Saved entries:
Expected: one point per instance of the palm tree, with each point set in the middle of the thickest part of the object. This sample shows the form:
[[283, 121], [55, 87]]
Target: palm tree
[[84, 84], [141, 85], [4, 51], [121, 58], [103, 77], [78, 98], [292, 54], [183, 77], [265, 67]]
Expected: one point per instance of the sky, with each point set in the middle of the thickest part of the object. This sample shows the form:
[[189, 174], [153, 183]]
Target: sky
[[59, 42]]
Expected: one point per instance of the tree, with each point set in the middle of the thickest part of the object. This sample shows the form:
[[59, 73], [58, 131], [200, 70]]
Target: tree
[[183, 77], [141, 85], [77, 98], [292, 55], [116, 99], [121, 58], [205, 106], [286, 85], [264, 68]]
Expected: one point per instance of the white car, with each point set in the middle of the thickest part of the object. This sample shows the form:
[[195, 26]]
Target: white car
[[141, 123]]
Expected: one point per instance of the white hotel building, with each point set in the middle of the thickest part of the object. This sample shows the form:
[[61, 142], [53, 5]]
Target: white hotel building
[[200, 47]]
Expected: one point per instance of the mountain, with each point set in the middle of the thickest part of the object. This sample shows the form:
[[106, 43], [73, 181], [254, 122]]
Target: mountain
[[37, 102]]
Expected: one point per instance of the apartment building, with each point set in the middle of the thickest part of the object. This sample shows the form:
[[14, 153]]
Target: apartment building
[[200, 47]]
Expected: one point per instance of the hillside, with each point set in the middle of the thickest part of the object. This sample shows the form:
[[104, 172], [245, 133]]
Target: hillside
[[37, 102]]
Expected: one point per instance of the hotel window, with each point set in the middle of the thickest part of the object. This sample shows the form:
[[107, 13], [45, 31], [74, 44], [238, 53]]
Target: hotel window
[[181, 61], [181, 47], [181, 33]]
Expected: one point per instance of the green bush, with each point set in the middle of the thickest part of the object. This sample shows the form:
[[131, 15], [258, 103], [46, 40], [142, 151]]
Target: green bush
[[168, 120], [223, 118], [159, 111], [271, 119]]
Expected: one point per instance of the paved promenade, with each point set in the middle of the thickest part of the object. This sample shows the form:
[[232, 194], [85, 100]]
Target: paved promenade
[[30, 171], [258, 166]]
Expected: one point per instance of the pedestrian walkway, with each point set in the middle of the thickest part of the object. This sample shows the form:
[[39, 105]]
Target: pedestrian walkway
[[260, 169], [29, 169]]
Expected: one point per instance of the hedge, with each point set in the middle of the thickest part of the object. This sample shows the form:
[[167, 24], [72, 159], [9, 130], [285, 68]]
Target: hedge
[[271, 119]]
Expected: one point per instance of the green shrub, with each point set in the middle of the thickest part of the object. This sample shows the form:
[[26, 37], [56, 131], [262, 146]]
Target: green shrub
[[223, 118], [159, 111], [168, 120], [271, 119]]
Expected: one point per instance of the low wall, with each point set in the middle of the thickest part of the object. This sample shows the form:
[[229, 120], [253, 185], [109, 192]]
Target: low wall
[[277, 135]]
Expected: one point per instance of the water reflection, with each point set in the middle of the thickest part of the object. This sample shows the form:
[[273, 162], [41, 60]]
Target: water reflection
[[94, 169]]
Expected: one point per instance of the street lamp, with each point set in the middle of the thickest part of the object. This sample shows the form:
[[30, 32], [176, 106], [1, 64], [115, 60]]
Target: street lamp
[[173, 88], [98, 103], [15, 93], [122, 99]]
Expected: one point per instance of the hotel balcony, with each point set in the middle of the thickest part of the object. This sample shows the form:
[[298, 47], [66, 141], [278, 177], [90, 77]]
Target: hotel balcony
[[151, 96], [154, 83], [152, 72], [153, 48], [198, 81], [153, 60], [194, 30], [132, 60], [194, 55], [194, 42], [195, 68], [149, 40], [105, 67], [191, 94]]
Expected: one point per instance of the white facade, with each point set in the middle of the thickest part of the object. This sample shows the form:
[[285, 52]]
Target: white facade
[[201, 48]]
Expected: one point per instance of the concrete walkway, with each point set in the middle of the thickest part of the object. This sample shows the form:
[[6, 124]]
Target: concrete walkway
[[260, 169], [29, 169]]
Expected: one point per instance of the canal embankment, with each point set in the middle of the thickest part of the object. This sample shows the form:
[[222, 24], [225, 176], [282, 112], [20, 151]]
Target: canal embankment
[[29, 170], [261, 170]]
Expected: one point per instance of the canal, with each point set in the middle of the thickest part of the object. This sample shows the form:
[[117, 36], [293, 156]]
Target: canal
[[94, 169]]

---

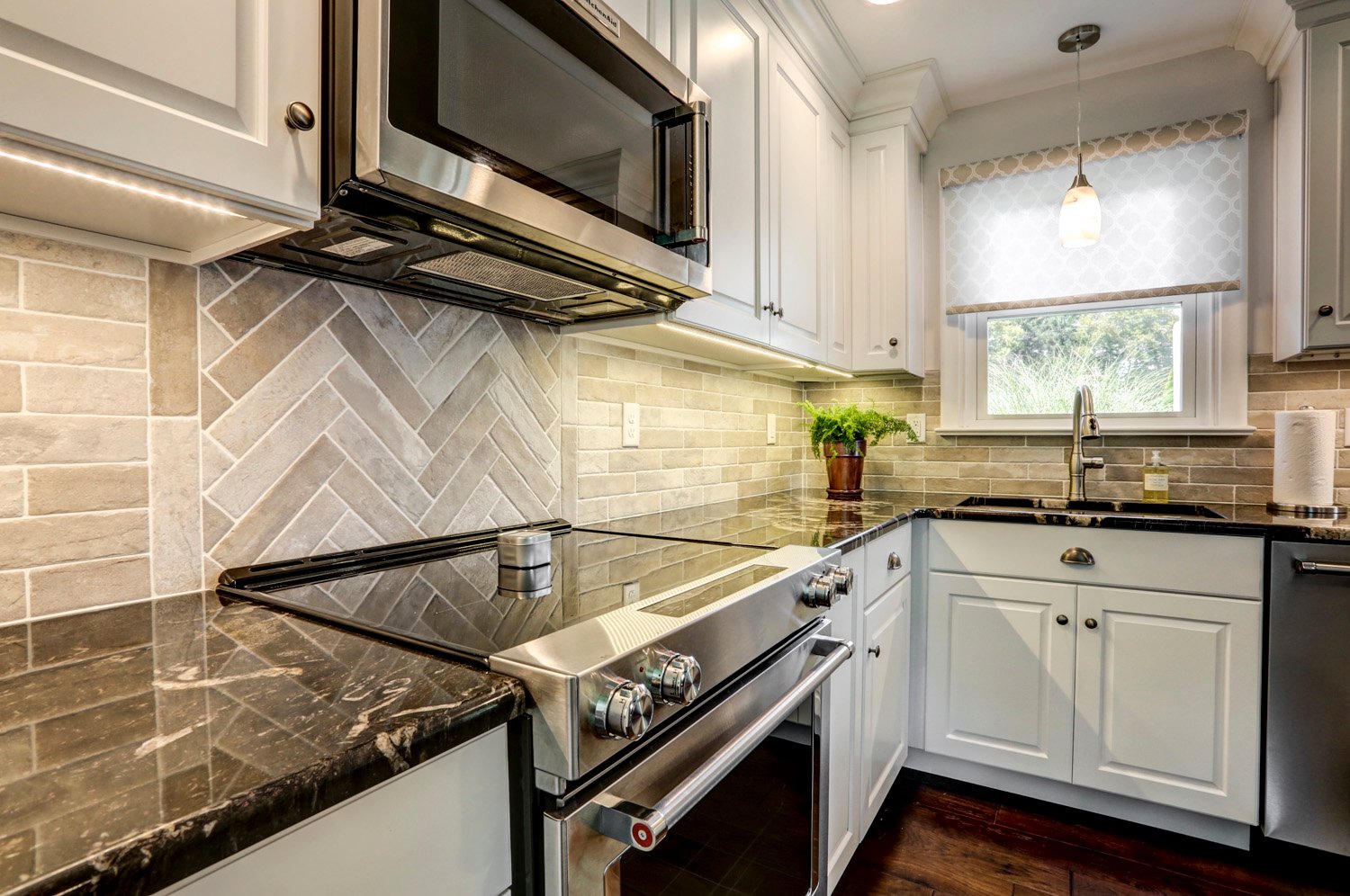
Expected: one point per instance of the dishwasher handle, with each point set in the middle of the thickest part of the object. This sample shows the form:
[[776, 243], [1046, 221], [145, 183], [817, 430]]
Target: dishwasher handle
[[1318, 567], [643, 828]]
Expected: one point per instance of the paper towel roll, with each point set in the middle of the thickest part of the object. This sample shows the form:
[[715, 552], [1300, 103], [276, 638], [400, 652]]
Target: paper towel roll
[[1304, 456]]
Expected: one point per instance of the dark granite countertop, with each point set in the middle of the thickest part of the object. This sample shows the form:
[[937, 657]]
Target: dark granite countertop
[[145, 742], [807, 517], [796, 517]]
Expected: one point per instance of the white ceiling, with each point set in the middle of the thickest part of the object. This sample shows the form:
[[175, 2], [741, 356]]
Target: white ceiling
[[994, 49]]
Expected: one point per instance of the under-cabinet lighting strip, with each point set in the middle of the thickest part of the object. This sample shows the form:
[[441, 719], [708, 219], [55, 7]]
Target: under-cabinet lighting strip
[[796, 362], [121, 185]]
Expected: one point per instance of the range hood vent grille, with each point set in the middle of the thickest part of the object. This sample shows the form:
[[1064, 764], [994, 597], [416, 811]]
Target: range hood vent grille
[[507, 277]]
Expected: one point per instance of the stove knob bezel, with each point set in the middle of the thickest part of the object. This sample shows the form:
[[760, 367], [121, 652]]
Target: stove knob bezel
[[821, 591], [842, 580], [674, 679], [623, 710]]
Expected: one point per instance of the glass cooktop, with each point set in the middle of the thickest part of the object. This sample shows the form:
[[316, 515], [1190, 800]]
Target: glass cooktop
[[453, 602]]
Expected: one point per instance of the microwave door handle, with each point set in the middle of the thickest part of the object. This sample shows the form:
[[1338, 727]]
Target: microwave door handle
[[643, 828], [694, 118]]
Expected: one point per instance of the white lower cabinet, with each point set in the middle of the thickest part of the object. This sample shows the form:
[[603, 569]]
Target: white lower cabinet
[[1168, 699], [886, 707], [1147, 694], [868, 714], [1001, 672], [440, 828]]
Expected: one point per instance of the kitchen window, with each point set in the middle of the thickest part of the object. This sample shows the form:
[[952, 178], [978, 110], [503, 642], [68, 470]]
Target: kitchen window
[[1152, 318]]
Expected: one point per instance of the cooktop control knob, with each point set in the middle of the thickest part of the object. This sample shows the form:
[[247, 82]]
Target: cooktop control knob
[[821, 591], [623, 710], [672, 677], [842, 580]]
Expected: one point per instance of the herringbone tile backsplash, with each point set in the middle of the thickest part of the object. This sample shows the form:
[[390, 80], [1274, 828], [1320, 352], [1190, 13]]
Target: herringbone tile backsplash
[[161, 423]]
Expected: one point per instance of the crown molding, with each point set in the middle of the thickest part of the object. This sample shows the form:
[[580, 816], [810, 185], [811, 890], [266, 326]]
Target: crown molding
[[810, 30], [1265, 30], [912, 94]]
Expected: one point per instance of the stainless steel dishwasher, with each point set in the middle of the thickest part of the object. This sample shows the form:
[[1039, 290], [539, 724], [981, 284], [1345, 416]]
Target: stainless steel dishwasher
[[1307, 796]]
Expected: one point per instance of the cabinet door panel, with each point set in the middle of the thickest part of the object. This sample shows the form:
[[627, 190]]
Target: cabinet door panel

--

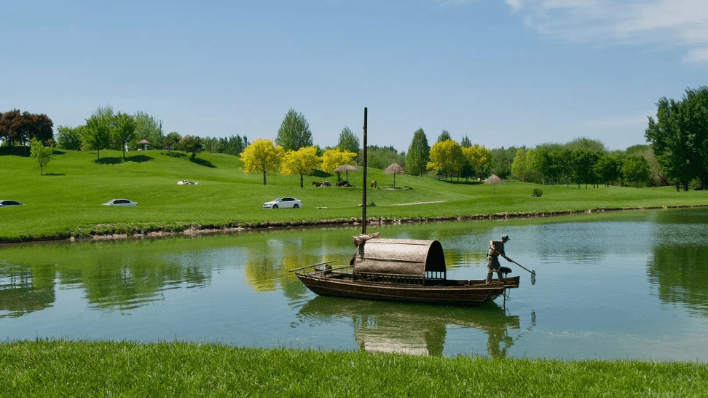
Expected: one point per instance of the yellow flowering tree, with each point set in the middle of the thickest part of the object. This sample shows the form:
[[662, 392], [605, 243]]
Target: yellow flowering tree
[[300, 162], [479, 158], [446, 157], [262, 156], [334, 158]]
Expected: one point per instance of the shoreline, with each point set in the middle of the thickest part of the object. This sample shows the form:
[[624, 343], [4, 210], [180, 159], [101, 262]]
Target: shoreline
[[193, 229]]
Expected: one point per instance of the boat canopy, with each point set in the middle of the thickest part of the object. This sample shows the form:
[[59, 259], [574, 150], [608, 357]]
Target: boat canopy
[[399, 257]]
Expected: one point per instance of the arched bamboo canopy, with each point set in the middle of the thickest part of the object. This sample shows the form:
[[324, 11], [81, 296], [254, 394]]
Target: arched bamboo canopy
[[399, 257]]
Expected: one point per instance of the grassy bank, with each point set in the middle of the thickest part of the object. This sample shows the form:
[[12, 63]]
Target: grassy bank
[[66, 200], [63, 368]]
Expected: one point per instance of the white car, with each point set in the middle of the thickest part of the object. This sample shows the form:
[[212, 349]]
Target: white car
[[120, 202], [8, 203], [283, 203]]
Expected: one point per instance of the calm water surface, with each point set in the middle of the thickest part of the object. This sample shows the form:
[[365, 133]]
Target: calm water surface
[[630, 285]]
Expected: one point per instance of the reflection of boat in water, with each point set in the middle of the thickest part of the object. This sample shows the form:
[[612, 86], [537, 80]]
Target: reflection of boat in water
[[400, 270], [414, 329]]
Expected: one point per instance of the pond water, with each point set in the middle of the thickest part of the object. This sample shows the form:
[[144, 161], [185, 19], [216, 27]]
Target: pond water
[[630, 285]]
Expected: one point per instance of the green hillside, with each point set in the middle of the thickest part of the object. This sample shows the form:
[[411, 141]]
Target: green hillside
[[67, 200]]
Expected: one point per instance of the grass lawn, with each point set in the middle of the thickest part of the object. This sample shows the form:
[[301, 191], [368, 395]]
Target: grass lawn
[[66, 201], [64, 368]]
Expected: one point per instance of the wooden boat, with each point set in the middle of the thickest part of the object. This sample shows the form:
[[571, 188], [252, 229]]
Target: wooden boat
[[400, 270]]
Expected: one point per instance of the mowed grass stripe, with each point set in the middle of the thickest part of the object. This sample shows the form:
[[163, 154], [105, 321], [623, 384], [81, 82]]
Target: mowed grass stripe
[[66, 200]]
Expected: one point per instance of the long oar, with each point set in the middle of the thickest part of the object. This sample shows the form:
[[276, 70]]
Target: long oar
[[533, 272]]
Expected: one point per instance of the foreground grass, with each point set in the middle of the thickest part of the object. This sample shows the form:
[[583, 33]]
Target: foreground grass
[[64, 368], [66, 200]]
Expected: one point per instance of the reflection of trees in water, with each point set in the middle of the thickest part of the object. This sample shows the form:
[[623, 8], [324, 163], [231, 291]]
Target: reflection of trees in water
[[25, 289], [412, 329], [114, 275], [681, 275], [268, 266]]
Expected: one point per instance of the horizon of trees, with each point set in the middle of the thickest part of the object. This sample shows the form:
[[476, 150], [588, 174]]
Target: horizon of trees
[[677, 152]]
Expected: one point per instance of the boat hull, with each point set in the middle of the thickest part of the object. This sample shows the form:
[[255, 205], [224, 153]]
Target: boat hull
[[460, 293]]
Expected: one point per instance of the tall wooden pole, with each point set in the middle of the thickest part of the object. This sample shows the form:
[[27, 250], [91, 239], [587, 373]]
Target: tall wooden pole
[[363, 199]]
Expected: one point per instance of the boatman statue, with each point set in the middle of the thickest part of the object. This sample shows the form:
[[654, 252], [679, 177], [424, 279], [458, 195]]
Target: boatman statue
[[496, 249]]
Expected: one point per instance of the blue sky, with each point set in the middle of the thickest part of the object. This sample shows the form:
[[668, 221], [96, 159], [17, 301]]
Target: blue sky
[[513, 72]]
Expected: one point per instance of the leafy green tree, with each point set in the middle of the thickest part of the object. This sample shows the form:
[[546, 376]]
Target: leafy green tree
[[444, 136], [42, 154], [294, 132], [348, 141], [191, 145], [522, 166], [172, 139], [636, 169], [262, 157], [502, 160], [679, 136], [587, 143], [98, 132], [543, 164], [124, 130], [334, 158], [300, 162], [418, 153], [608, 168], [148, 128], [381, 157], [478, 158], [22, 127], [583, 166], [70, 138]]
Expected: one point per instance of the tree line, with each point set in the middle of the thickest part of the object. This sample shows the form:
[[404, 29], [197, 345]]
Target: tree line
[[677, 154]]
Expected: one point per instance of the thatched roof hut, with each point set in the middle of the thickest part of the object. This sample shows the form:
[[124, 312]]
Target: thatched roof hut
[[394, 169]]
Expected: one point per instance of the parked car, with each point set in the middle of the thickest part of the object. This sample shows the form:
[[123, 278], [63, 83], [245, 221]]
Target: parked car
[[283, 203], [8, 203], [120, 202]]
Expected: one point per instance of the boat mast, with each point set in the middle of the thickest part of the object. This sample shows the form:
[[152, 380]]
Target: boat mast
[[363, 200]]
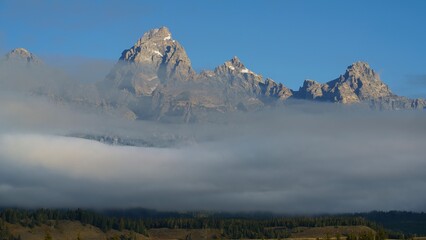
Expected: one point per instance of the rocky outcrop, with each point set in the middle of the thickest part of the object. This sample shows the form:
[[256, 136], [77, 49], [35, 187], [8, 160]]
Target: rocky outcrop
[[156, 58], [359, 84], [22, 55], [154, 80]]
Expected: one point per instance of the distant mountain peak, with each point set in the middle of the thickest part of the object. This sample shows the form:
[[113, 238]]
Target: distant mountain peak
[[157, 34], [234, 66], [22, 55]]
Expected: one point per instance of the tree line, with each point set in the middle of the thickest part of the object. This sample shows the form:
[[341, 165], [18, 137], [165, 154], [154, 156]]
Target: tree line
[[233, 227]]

*EXERCISE*: Produce only the lines from the line containing "Target: white lower cabinet" through the line containing "Expected: one point per instance of the cabinet", inclusive of both, exactly as they stand in the entries above.

*ANSWER FOR THIS EXERCISE*:
Target: white lower cabinet
[[1168, 699], [886, 707], [1147, 694], [868, 714], [1001, 672], [440, 828]]
Expected: one point per instance of the kitchen window, with each point set in the middle of the thickest part of the object. This sample shows the form:
[[952, 178], [978, 110], [503, 642], [68, 470]]
Target: kitchen window
[[1152, 318]]
Expected: one point per instance of the cooktop control knob, with each point set in the middle of the thickest part of the object. This sample shows the form:
[[247, 82]]
Target: cooktop control knob
[[821, 591], [623, 710], [672, 677], [842, 580]]
Expected: one point per instance of the herringbone tile backsplash, with each point set in the middle of the thickest part of the object. This sample shows the form:
[[390, 80], [1274, 828], [1320, 352], [1190, 13]]
Target: herringbone tile backsplash
[[161, 423]]
Expected: one point per instance of the crown molding, with each point set in the middle of the thickest part of the object. This sample shows the form:
[[580, 816], [810, 185], [811, 890], [266, 326]]
Target: crown molding
[[810, 30], [1265, 30], [912, 94]]
Expected: one point per instance of the stainless steel dishwasher, with each point set in the middle of the thickest part of the object. This sample shows the form:
[[1039, 290], [539, 724], [981, 284], [1345, 416]]
Target: stainless steel dishwasher
[[1307, 796]]
Expected: one point per instance of the cabinet door panel, with each point set in the middle of the thickest part of the object. This sample shows the form:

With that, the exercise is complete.